◆ Directions: Please set down, word for word, the line that contains "Where can the blurred" and every line after it to the end of the entries below, omitting the pictures.

◆ Given records:
┄┄┄┄┄┄┄┄┄┄┄┄┄┄┄┄┄┄┄┄

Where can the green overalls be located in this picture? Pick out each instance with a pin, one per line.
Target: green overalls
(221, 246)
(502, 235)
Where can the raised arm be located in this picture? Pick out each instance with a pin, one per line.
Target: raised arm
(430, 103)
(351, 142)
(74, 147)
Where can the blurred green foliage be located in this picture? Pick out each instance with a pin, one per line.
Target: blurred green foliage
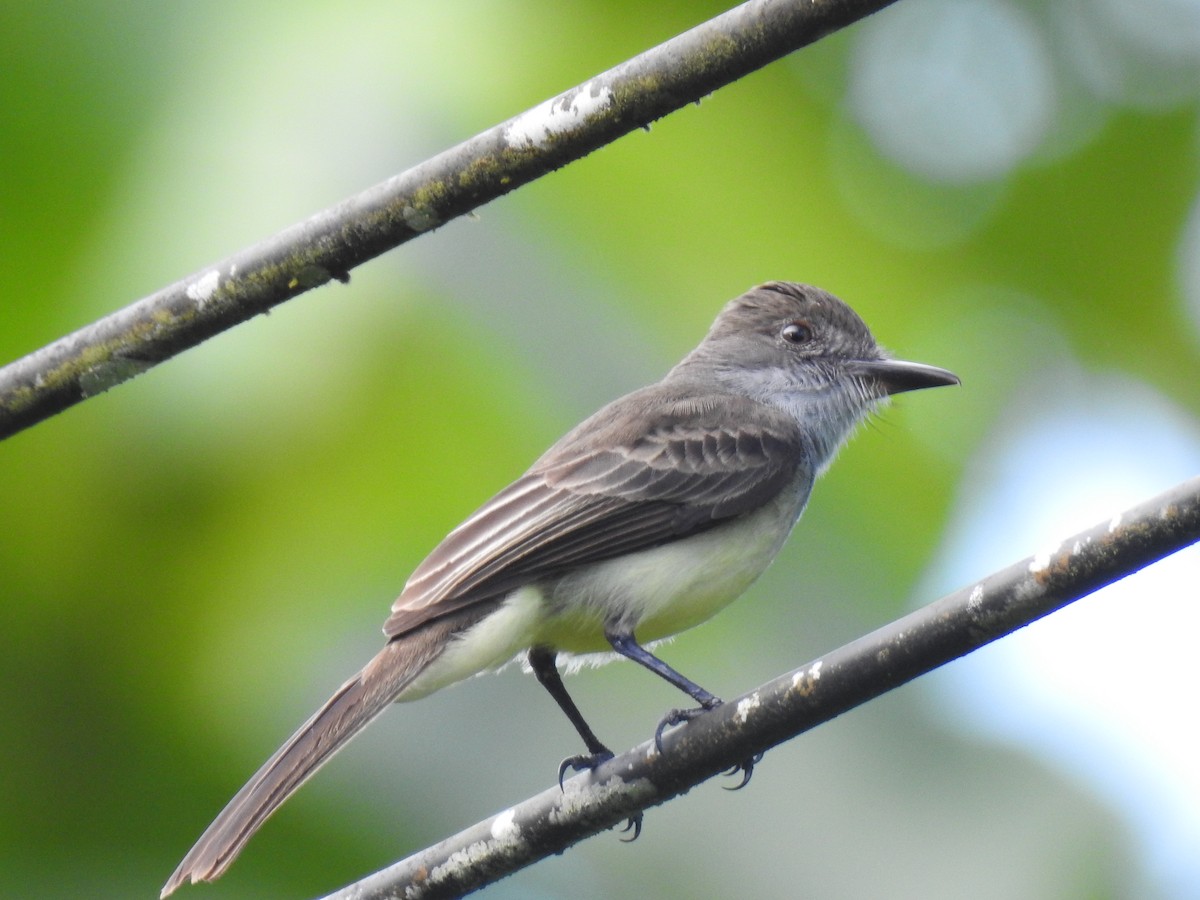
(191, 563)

┄┄┄┄┄┄┄┄┄┄┄┄┄┄┄┄┄┄┄┄

◆ Solved exercise:
Where can the blurred green foliage be located in this picture? Pick out each instance with a pin, one per line.
Target: blurred green foliage
(191, 563)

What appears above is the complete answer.